__Exercise instructions__
Starting at the line that contains "3. Output each", set down each line exactly until the records end, keeping both ends and adding nothing.

__Records from a collection__
[Start of section]
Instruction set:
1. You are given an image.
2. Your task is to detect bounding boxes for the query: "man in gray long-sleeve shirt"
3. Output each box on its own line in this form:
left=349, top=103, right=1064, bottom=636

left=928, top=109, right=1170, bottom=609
[End of section]
__Solution to this exercise__
3. Output each box on its own line in this form:
left=349, top=103, right=1064, bottom=636

left=928, top=109, right=1170, bottom=609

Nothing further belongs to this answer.